Hâsılı: Allah için sevmek demek olan meveddet de, Allah için acıyıp-esirgemek demek olan merhamet de ancak dindar müminlerin kuşanabileceği temel hasletlerdir. Dolayısıyla evliliğin inşası ve mutlu bir şekilde devam etmesi, ancak dindarlık ölçüsünü tercih etmekle sağlanır.

Kutadgu Bilig (Mutluluk Veren Bilgi)’de Evlilik Tavsiyeleri

Türklerin İslâm’a girişlerinden sonra yazılan ilk eserlerden Yusuf Has Hacip’in, Kutadgu Bilig (Mutluluk Veren Bilgi) isimli eserinde, bu hadis-i şerif’ten hareketle şu öğütlere yer verir:
“Evleneceksen kendinden aşağı derecede birisi ile evlen. Kendinden yüksek ailelere yaklaşma, sonra onun esiri olursun.
“Alacağın kimsenin soyu-sopu ve ailesi iyi olsun. Kendisinin de hayâ ve takvâ sahibi olmasına dikkat et. Onda yüz güzelliği arama, güzel huy ara; huyu iyi olursa seni memnun eder.
“Evlenmek isteyen kimseler şu dört çeşit kadın ile evlenirler:  Zengin, güzel, asil, takva sahibi… Bunlardan hangisinin daha iyi olduğunu söyleyeyim:
“Zengin kadınla evlenirsen, kendini onun esiri durumuna sokarsın. O malına güvenerek, dilini uzatır; o birçok şeyler ister ve onun bütün arzularını yerine getirmek icap eder.

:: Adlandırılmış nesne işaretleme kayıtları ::

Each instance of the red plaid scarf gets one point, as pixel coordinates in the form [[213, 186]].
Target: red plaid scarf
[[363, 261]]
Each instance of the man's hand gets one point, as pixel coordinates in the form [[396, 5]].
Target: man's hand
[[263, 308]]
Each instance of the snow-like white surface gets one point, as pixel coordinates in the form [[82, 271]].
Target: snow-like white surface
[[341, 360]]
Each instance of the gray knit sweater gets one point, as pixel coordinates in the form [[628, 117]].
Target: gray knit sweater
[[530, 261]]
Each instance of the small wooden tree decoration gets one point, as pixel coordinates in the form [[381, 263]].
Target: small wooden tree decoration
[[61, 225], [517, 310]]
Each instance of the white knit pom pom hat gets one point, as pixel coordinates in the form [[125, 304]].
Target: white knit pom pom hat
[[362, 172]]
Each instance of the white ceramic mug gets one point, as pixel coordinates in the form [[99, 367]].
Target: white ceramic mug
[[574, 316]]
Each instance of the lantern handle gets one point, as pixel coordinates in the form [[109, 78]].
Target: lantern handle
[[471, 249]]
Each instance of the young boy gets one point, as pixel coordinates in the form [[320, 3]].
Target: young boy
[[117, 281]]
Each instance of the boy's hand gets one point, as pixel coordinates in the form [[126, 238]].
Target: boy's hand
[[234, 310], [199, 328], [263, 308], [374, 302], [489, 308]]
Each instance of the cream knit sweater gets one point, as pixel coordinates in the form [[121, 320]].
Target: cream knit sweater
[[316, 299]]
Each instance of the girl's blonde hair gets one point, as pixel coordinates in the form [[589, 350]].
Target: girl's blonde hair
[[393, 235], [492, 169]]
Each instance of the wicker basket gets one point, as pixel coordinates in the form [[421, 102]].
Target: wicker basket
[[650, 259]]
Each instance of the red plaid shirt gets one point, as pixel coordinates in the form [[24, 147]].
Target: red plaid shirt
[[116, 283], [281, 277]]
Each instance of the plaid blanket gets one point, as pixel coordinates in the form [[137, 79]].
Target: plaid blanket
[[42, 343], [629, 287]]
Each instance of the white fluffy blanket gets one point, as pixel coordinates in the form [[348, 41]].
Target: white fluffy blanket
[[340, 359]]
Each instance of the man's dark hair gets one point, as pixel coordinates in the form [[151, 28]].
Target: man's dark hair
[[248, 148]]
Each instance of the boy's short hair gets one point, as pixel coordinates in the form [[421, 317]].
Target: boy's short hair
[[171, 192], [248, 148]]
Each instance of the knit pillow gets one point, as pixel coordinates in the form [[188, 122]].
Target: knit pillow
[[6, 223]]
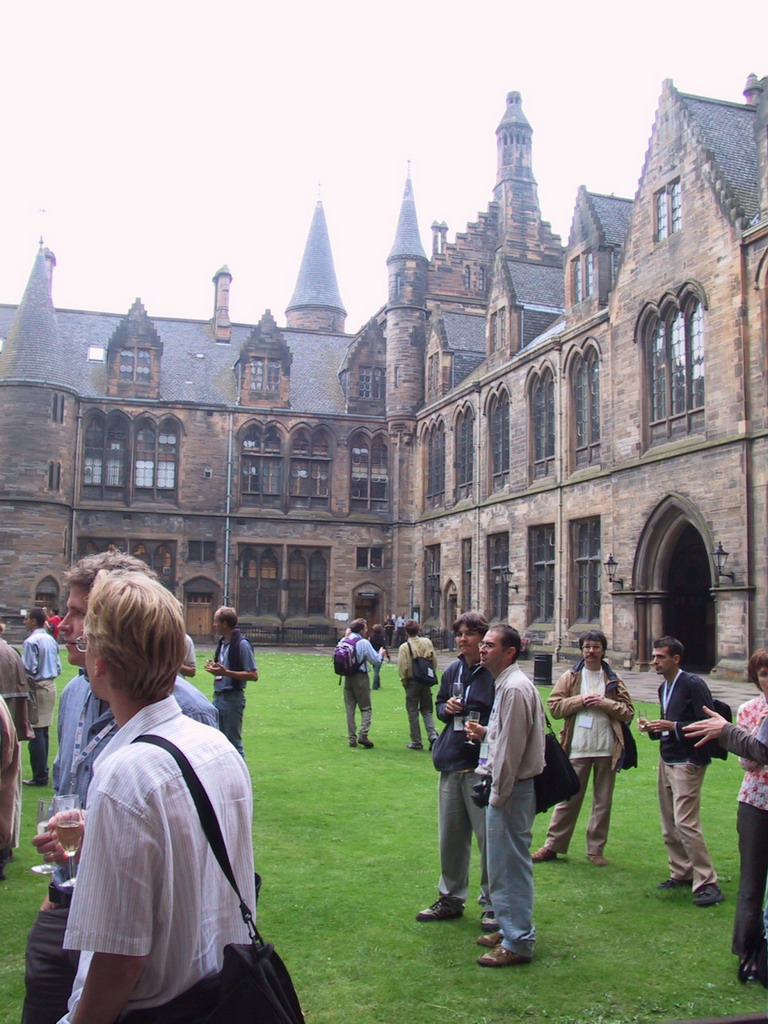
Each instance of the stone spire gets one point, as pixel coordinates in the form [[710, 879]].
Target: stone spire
[[34, 349], [407, 239], [315, 303]]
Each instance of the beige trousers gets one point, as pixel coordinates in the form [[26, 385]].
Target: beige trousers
[[680, 807]]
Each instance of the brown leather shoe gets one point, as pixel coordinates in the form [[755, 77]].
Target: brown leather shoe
[[544, 854], [502, 957]]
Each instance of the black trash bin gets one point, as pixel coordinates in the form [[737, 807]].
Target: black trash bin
[[543, 670]]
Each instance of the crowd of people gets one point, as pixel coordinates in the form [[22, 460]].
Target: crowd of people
[[86, 961]]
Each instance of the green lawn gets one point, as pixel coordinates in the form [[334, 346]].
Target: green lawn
[[346, 843]]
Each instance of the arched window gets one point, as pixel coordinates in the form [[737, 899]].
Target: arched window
[[587, 409], [464, 464], [543, 423], [310, 470], [369, 474], [499, 417], [435, 489], [104, 452], [155, 460], [261, 467], [674, 355]]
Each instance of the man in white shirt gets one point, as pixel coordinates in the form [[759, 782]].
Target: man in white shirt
[[152, 933], [515, 757]]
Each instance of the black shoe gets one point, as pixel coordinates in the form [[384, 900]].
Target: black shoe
[[708, 895], [442, 909]]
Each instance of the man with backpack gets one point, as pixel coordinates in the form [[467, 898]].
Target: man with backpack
[[352, 654], [417, 665]]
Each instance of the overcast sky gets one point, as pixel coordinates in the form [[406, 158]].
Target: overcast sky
[[166, 138]]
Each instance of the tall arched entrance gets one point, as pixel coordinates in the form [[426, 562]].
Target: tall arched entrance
[[673, 584]]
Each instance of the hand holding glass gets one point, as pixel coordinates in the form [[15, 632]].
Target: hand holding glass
[[43, 813], [68, 821]]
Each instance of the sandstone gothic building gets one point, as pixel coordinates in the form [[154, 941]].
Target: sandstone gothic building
[[517, 415]]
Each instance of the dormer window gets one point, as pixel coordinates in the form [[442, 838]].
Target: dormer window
[[265, 375], [669, 210]]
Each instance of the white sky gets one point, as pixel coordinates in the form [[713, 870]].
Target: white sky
[[165, 138]]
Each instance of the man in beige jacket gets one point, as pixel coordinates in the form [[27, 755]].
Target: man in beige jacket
[[418, 693]]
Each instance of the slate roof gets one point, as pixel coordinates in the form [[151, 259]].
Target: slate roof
[[407, 238], [613, 214], [537, 285], [34, 348], [316, 284], [194, 367], [728, 132]]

:: Alıştırmanın Amacı ::
Kutadgu Bilig'deki evlilik öğütlerini aktaran metni kaldığı yerden devam ettirebilir misin?

:: Alıştırma Yanıtı ::
“Kadında güzellik arama, güzellik geçicidir. Herkesin maskarası olursun. Kadının güzelini herkes arzular; fakat onu ancak Tanrı’nın fazlı koruyabilir.
“Asalet ve büyüklük ararsan, bu büyük aile içinde küçük kalırsın.
“Alacağın kadın takva sahibi olursa, her dört şeyi birlikte elde etmiş olursun:
– Arzun zenginlik ise, o tasarruf ederek seni zenginleştirir.
– Ahlâkı güzel olan güzel görünür.
– Kadının güzelliği ve asaleti onun tavır ve hareketidir. Bunu bilen bilir.”
Özet: İster kadın, ister erkek olsun, eş seçiminde yegâne ölçün dindarlık olsun, vesselâm.
Yusuf Has Hacib’in dediği gibi; eğer ölçün dindarlık ve takvâ olursa, insanların itibar ettiği dört hasletten daha iyisini Allah Teâlâ sana bahşedecektir.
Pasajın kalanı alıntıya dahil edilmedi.